# [Lines of data]
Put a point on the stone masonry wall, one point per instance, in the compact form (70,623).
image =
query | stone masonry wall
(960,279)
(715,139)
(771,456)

# [WHAT IS BEING ASKED]
Copy out each line exactly as written.

# [TASK RESULT]
Put a point on the stone masonry wall, one point per instance, in the compact form (70,623).
image =
query | stone masonry wall
(960,279)
(715,139)
(771,456)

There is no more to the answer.